What needs to be done:
Begin at the line containing "Provide box coordinates for fingers" in the entries below and end at the line containing "Provide box coordinates for white"; transcribe that range exactly and nothing outside it.
(Exercise materials)
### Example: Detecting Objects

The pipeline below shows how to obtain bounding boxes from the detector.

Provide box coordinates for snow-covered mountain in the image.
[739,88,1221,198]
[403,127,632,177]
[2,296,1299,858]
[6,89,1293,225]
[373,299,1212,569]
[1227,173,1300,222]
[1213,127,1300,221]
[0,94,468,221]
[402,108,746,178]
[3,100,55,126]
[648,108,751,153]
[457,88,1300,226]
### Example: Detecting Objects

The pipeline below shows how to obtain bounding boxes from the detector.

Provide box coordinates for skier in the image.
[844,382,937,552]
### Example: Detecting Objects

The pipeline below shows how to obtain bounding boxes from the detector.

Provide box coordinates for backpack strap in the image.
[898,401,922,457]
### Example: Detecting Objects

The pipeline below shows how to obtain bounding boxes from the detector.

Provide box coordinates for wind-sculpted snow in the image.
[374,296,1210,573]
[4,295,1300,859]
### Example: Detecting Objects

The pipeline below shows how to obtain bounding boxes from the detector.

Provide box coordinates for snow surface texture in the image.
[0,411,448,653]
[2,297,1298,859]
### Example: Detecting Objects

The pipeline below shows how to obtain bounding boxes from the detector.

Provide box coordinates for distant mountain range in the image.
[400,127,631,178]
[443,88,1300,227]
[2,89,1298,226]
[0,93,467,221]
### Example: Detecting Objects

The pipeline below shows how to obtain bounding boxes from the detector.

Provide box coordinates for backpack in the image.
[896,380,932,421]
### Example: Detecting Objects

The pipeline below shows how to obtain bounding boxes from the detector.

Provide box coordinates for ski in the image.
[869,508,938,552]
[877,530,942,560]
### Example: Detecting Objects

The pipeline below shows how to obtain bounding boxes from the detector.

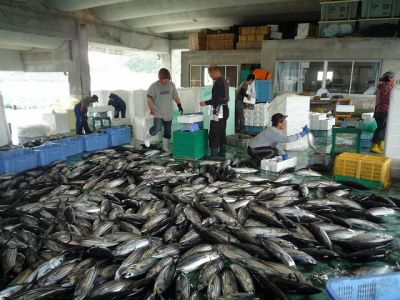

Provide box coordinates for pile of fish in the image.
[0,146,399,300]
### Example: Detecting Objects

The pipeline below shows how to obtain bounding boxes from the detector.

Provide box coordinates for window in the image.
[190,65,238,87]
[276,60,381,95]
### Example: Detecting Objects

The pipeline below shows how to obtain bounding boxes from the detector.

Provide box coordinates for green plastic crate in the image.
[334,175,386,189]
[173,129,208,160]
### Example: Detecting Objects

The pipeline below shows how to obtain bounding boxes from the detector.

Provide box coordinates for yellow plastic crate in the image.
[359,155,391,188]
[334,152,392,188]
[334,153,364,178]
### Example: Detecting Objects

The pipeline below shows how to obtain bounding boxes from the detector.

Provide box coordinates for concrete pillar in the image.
(End Exercise materials)
(Exercise materials)
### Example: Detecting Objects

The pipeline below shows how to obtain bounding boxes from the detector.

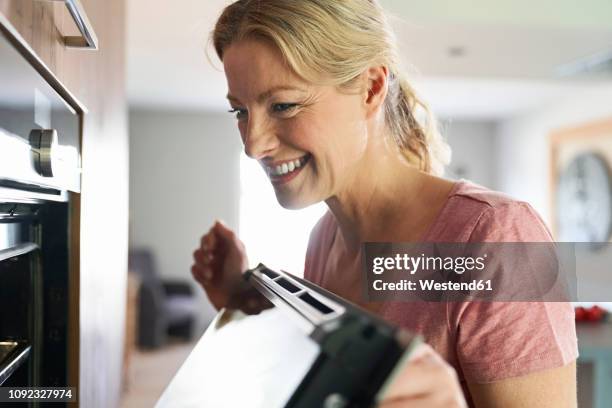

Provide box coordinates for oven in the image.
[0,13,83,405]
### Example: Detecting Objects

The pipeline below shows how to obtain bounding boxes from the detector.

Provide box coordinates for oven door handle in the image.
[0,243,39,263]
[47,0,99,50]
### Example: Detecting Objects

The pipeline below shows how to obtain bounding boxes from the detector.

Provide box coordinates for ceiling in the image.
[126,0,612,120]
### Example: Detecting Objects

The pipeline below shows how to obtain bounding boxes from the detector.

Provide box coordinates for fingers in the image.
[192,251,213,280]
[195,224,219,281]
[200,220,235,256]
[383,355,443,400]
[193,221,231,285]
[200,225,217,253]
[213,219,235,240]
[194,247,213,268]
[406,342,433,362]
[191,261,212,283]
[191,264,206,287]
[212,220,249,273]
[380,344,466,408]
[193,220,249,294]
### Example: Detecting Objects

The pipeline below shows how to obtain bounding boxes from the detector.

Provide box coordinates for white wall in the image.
(End Exercise materials)
Exercise answer:
Provide box coordinates for fingers in the image.
[192,251,213,280]
[195,224,219,281]
[200,220,235,256]
[383,355,443,400]
[193,221,231,285]
[200,225,217,253]
[213,219,235,240]
[194,247,213,268]
[406,342,433,362]
[191,261,212,283]
[191,264,206,287]
[212,220,249,273]
[380,344,466,408]
[193,220,249,294]
### Example: Detecting Objects

The pipeline below shows how to obtain bounding boxes from the detector.

Provide box coordinates for white wall in the image.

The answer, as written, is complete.